**Provided passage**:
□ □ □

A story's moral premise and character arcs are tied closely together. We see the vice and virtue of the moral premise, and the physical consequences through the decisions that the character's make and the natural law consequences. The character that audiences gravitate toward and identify with, is the protagonist. As the protagonist makes the major moral decisions that turns the story one way and then another, audiences will follow the natural law consequences and see what happens. When structured right, the audience subliminally understands what the story is really about.   Assuming the consequences on a physical level agree with the common understanding of natural law, audiences will embrace the movie and the characters,... especially the main character. 
As I said, audiences look first to the protagonist for moral decisions and consequences. Audiences naturally gravitate and try to identify with the protagonist and root for him or her to make the decisions that will send us on a great adventure and learning. Those decisions and arcs describe in an existential way what the story is really about.   
So, how do you identify the protagonist? There are several ways that the audience uses to naturally identify the protagonist. Usually ALL these things need to be true for the protagonist, or mostly so, if the movie is to be a success. The protagonist is:
  1. The character who is on the screen the most.
  2. The character that demonstrates a unrelenting passion for the main goal.
  3. The character who's name or essence is found in the movie title.
  4. The character who makes the moral decisions that changes the course of the story at turning pints like the Act 1/2 Break. Decisions cannot be made by others or happenstance.
  5. The character that changes the most internally thus empowering the outward journey toward success. 
But here is what happens in Mars Needs Moms:
  1. Milo is on screen the most (fulfilled)
  2. Milo demonstrates an unrelenting passion for the main goal (fulfilled)
  3. Mom's name is in the title. But she is unconscious and off screen 95% of the movie, and she makes no decisions that change the direction of the movie. From the title we have no idea the story is about a young boy. 
  4. Milo does not make any decisions at any turning point that changes the direction of the movie. He does not even decide to go to Mars. His trip is happenstance. Gribbles and Ki, who are established as secondary characters, make all the turning point decisions (along with the antagonist, The Supervisor). Milo simply listens and reacts; he is not active. He follows directions. For example, at the perfectly placed Act 1/2 break Milo does enter a special world of where the Martian's live; and his goal is clear and passionate: He wants to rescue his mother. But this threshold crossing is NOT Milo's decision. It is Gribble's, who tricks Milo to take the lift to the Martian's living quarters (underground)and make the journey to rescue his mom. But Gribble's motivations are not in step with Milo, and Milo is a pawn.

□ □ □

**Records**:

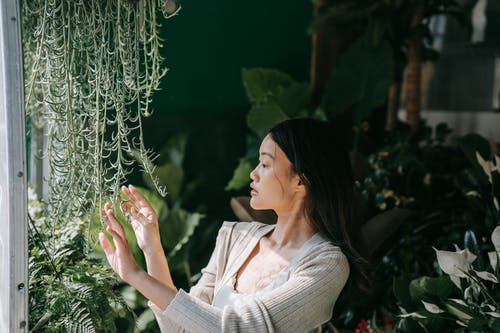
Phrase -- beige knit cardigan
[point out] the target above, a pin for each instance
(300, 299)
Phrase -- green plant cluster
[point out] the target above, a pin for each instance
(177, 226)
(91, 68)
(453, 190)
(70, 289)
(276, 96)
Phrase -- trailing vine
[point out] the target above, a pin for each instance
(91, 67)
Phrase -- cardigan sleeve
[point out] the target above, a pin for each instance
(204, 288)
(301, 304)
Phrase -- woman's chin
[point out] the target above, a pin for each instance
(254, 203)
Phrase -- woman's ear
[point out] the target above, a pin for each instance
(299, 184)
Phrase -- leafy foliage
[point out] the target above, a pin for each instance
(452, 190)
(91, 68)
(70, 289)
(177, 226)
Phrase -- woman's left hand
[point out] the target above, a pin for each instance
(120, 255)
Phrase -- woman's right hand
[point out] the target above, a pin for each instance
(143, 220)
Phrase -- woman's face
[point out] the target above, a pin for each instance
(274, 185)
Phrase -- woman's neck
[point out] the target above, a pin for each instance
(293, 228)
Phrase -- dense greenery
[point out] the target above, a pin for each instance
(70, 289)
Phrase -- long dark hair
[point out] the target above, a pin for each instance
(319, 156)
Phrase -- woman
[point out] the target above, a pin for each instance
(284, 277)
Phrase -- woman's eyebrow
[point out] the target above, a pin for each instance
(267, 154)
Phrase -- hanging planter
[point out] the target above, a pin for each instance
(91, 68)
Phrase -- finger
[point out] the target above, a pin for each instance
(139, 198)
(137, 216)
(109, 251)
(126, 190)
(112, 221)
(118, 240)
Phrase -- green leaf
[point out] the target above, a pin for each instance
(241, 175)
(261, 118)
(157, 202)
(260, 83)
(169, 175)
(295, 99)
(145, 320)
(360, 80)
(428, 288)
(177, 229)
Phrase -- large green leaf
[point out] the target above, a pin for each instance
(241, 176)
(295, 99)
(177, 229)
(169, 175)
(262, 117)
(428, 288)
(275, 96)
(260, 83)
(360, 80)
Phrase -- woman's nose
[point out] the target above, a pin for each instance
(253, 174)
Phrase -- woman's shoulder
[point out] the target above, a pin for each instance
(325, 252)
(247, 228)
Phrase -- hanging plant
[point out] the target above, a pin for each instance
(91, 68)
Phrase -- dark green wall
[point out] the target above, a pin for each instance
(209, 42)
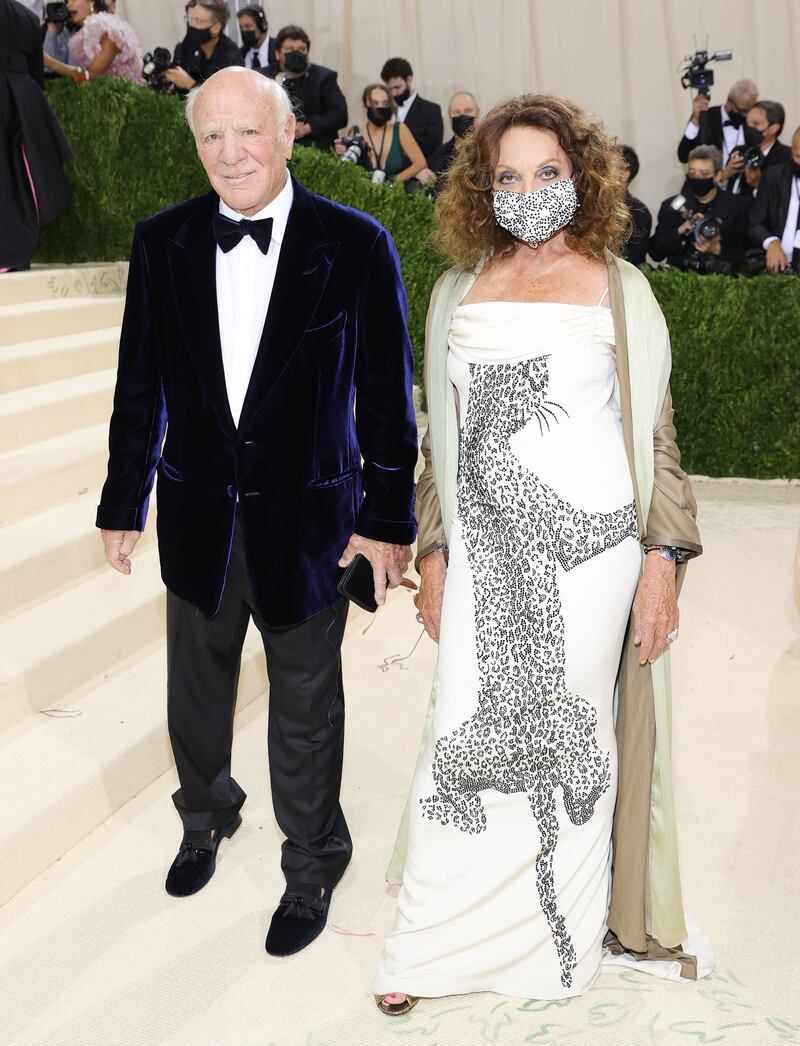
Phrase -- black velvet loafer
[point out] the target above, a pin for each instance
(197, 859)
(299, 918)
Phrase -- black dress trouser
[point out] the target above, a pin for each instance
(305, 733)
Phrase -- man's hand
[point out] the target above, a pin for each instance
(386, 559)
(433, 569)
(699, 105)
(776, 259)
(655, 608)
(179, 77)
(119, 545)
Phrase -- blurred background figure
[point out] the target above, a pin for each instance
(257, 45)
(99, 44)
(33, 189)
(320, 107)
(421, 117)
(391, 152)
(635, 250)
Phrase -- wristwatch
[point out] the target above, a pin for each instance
(668, 552)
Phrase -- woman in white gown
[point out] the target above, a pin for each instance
(531, 583)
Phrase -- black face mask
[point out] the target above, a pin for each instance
(296, 62)
(698, 186)
(461, 124)
(379, 115)
(196, 38)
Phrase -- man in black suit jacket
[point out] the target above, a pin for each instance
(248, 342)
(205, 49)
(775, 215)
(766, 119)
(724, 127)
(421, 117)
(319, 104)
(672, 237)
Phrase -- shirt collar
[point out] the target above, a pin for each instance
(278, 210)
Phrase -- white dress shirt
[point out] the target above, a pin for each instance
(245, 278)
(403, 110)
(791, 237)
(263, 52)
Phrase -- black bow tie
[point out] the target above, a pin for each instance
(228, 233)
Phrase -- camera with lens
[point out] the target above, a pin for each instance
(56, 14)
(356, 146)
(154, 66)
(694, 74)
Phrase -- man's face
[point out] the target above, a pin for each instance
(703, 168)
(240, 142)
(462, 105)
(397, 85)
(201, 18)
(291, 45)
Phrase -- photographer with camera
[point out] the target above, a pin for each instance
(320, 107)
(101, 45)
(723, 127)
(257, 45)
(766, 121)
(382, 144)
(775, 217)
(702, 228)
(205, 48)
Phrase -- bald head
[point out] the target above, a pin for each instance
(244, 130)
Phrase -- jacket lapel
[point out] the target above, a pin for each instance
(192, 265)
(303, 269)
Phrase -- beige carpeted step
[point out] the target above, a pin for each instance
(44, 552)
(52, 319)
(48, 650)
(45, 282)
(46, 360)
(64, 773)
(39, 476)
(46, 411)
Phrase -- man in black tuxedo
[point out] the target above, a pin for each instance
(724, 127)
(421, 117)
(205, 49)
(257, 45)
(766, 120)
(673, 240)
(775, 217)
(319, 104)
(256, 315)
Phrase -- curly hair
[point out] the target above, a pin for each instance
(466, 228)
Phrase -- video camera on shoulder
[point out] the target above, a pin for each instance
(694, 74)
(154, 66)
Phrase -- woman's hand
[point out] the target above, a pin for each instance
(433, 569)
(655, 608)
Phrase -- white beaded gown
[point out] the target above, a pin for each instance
(507, 874)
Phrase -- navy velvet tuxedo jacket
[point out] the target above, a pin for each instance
(332, 384)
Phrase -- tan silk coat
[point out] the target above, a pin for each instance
(646, 914)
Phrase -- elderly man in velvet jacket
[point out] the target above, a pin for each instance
(265, 333)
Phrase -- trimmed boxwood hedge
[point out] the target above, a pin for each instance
(735, 342)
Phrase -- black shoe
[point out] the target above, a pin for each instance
(197, 859)
(299, 918)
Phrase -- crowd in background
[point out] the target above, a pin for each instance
(737, 212)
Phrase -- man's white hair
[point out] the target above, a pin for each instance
(281, 105)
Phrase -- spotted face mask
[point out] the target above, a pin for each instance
(535, 217)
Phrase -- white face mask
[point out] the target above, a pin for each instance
(535, 217)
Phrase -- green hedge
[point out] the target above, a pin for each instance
(735, 342)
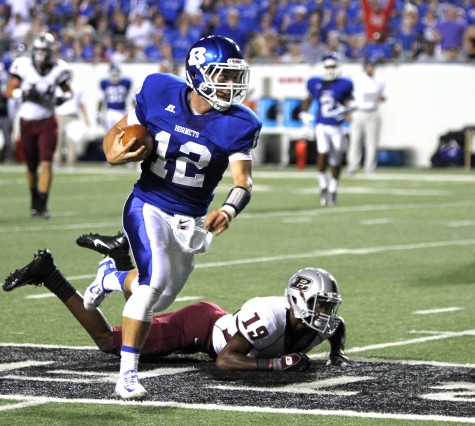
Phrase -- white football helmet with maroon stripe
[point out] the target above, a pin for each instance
(314, 298)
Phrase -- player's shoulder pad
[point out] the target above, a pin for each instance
(347, 82)
(159, 82)
(242, 112)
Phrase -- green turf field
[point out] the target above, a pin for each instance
(400, 244)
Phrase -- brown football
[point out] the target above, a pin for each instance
(142, 135)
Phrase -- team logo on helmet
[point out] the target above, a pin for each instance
(300, 283)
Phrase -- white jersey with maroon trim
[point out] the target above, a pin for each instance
(45, 85)
(262, 321)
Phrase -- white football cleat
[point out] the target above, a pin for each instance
(129, 388)
(95, 293)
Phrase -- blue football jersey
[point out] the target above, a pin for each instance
(116, 94)
(191, 151)
(331, 96)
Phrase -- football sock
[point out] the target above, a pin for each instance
(129, 358)
(42, 201)
(333, 186)
(110, 282)
(122, 258)
(322, 180)
(59, 285)
(34, 198)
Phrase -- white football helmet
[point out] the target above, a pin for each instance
(314, 298)
(115, 72)
(210, 63)
(43, 48)
(331, 66)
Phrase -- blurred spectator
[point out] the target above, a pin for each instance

□ □ □

**Problem 1**:
Gather every line of the entries that contains the word "maroon", matching its case exactly.
**Problem 2**:
Continue the passage on identifying a movie's protagonist, starting after its last sentence.
The text and the entries were taken from unrelated sources.

**Task result 1**:
Phrase -- white football helmet with maroon stripe
Phrase -- white jersey with maroon trim

**Task result 2**:
  5. Milo does not change after the 8 minute mark, which is his Moment of Grace (MOG). The MOG should be at the movie's mid-point (39.5 min). And at that place there is a moment where Milo realizes that his mother loves him. It's staged and cut like a Moment of Grace complete with music cue. Up to that moment you might consider that Milo is motivated out of selfish survival needs, not because he loves his mother. The problem is that this moment does not change Milo's decision making process or behavior other than to break away at a run -- and running vs. non-running is not Milo's inner problem. Milo's inner problem, "wishing he didn't have a mom" was solved 8 minutes into the movie, even before the Inciting Incident. This has the effect of a Moment of Grace and his behavior changes. But it is not the pivot pint upon which the plot is based, and it should be. Thus, Milo internal arc is flat. He does not change from 8 minutes to 81 minutes. 
  6. One last thing: Usually the antagonistic character, in this case The Supervisor on Mars, is the agent that instigates the Inciting incident, which confronts the protagonist out of the protagonist's vice or weakness of the moral premise. But while the Inciting Incident is totally initiated by The Supervisor, it has NOTHING to do with Milo's rebellious attitude. Good inciting incidents should be a call to the protagonist to change, which is first rejects, goes on a journey, almost dies, and finally brings by the elixir of truth.
Some of the results of the above problems become evident when the other characters take time to hit beats in their story line that do agree with the moral premise. Ki for instance is learning about the "love thing" and the true concept of parenting. She doesn't hate parents to begin with as The Supervisor does, but he embraces the new concept of two parents, and ends up with Gribbles who seem to be on their way back to Mars to have a family. Gribbles also arcs from disrespecting family to embracing it. At the beginning he would rather play games and watch movies like an adolescent. And he shirks his responsibility to do the right thing. At 67% in to the movie he changes, when he decides to help Milo rescue his mother and not keep rejecting the journey that will threaten Gibble's life.  
Indeed, I think Gribbles should have been made the protagonist. He has a clear arc, he has a lot of screen time, and he's interesting. But he's not introduced until 25% into the movie, far too late for the protagonist to be introduced. 
The Martians also have a story arc that follows the moral premise. 
I think the oral premise for this story is true, but it is not consistently applied, especially in the protagonist's arc.
Disrespecting (and hating) your parents, leads to captivity and trauma; but
Respecting (and loving) your parents, leads to freedom and peace.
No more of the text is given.